Fibre is really important, particularly if you eat low carb as a lot of our dietary fibre previously came from whole grains and fruit.... certainly mine did.... and I had a period of 2-3 months of constipation (sorry TMI ) until my system got used to it's new diet and others have found the same. My fibre now comes mostly from seeds and nuts and veggies and a little fruit.


----------



## CollaredDove (Jan 8, 2020)

rebrascora said:


> Actually I was sure you had mentioned jumbo oats but can't seem to find it now. The concept of GI is kind of an average rate of release of energy from particular foods but an individual's digestive response can vary quite significantly from that average rather than it being a set thing with each food and my system breaks down both high and low GI pretty efficiently and some other members here find the same, ie that any carbs spike them badly. The low GI just keeps releasing glucose over a much longer period leading to a significantly raised BG reading over a much longer time scale ie 8-10 hours in my case which I consider worse that a short high spike over 2-3 hours which is easier to match with insulin (obviously that makes a difference to my management) but I would still prefer to get my fibre and carbs from say an apple and have a short spike than 8-10 hours of being high from eating grains. This is where testing comes in because we all have a different gut biome and it will digest things differently. So whilst oats might spike one person badly but quinoa not, it might work the other way around for someone else or your system may not tolerate either without a mountainous BG spike or you may get away with eating both.
> 
> Fibre is really important, particularly if you eat low carb as a lot of our dietary fibre previously came from whole grains and fruit.... certainly mine did.... and I had a period of 2-3 months of constipation (sorry TMI ) until my system got used to it's new diet and others have found the same. My fibre now comes mostly from seeds and nuts and veggies and a little fruit.



That's really interesting, and interesting that others here have the same experience - I didnt know about personal variations though it makes perfect sense in view of other stuff I know - and we are all different.  I eat a lot of nuts and seeds already.  My problem is keeping enough weight ON, not the other way round. My BMI is 21 and people with copd are encouraged to keep on the upper end of the BMI range if possible as when we're ill we tend to lose a lot of weight.  So with what I eat at present - pretty low carbs, fair amount of olive oil, small amount of whole grains, apple, half an unripe banana, cheese - it's hard to keep level, let alone put weight on.  I had two hospitalisations for double pneumonia in 2018 and lost half a stone each time. Now Ive lost the same amount since cutting out some carbs which isnt good.
Can I ask how you test for individual foods?  Do you do that at home?  I want to ask my doctor about home testing kits which I know little about.  Ive read some time ago that it's good to eat some protein along with carbs to avoid a big spike.  But then again, I have a dear friend with T2, and in order to eat a dessert, he has a glucose sweet first.  
My GP referred me to a diabetes group but that's been declined.


----------



## SB2015 (Jan 8, 2020)

[Entries from a data source]
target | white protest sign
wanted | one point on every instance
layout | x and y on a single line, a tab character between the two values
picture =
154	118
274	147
* * *
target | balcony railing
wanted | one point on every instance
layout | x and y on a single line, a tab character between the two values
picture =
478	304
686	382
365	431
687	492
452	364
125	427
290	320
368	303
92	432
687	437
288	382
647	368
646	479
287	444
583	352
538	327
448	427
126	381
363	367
==
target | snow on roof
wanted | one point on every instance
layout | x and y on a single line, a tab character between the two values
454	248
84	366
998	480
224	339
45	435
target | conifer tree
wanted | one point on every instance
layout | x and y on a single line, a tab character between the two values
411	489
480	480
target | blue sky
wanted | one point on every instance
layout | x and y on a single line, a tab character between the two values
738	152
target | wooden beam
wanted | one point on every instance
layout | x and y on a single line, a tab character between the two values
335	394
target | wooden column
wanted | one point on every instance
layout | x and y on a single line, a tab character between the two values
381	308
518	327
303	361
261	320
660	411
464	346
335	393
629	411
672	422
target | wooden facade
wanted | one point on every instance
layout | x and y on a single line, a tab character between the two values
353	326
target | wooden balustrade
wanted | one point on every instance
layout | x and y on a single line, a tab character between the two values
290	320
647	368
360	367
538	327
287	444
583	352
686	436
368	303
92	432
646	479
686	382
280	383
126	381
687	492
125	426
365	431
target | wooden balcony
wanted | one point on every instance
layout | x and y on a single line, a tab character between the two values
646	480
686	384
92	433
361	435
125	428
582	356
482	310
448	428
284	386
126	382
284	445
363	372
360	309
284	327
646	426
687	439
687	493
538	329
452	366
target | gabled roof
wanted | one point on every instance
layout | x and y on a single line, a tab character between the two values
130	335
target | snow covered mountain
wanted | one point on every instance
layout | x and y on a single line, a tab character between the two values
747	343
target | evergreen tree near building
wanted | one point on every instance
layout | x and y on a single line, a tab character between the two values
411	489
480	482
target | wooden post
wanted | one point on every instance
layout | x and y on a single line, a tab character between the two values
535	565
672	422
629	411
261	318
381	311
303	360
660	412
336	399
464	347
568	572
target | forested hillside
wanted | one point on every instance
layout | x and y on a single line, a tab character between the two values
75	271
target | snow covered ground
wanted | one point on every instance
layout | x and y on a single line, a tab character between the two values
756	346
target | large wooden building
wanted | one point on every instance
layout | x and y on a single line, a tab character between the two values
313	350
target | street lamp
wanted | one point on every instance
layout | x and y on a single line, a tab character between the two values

■ **Brief 1**: Reproduce word for word the portion of the forum thread on diet and blood glucose that opens with the words containing "Can I ask how" and closes with "SB2015 (Jan 8, 2020)".
■ **Brief 2**: Supply the text that follows the last line shown of the forum thread on diet and blood glucose.
The data form separate material with no connection to the forum thread on diet and blood glucose.

■ **Written answer 1**:
Can I ask how you test for individual foods?  Do you do that at home?  I want to ask my doctor about home testing kits which I know little about.  Ive read some time ago that it's good to eat some protein along with carbs to avoid a big spike.  But then again, I have a dear friend with T2, and in order to eat a dessert, he has a glucose sweet first.  
My GP referred me to a diabetes group but that's been declined.


----------



## SB2015 (Jan 8, 2020)

■ **Written answer 2**:
Hi @CollaredDove

I have absolutely no idea st all about calories, as it is the carbohydrates that I need to know to calculate my insulin dose for each meal.  My cereal made with quinoa is mixed with loads of nuts, flaxseed, desiccated coconut and coconut oil.  As with calories I do not worry about the GI.  All I concern myself with is carbohydrates, as they are the thing that changes to glucose once inside.  The drop from 60g to 20g of carbs really helped me.

I also found that I needed to avoid bananas.  They taste very yummy and that is because they are so full of sugar. I now stick to berries, which are so much lower in carbs.  If you are reducing carbs, and you are trying to increase your weight, you will need to add in some other non carb foods.  Perhaps that is where a knowledge of calories comes in which I cannot help yo with.

You will find your own way through.


----------



## CollaredDove (Jan 8, 2020)

SB2015 said:


> Hi @CollaredDove
> 
> I have absolutely no idea st all about calories, as it is the carbohydrates that I need to know to calculate my insulin dose for each meal.  My cereal made with quinoa is mixed with loads of nuts, flaxseed, desiccated coconut and coconut oil.  As with calories I do not worry about the GI.  All I concern myself with is carbohydrates, as they are the thing that changes to glucose once inside.  The drop from 60g to 20g of carbs really helped me.
> 
> ...



I hope so - thank you SB2015.  i feel my knowledge is very partial at the moment so its great to have people so much more experienced


----------



## rebrascora (Jan 8, 2020)

Hi again.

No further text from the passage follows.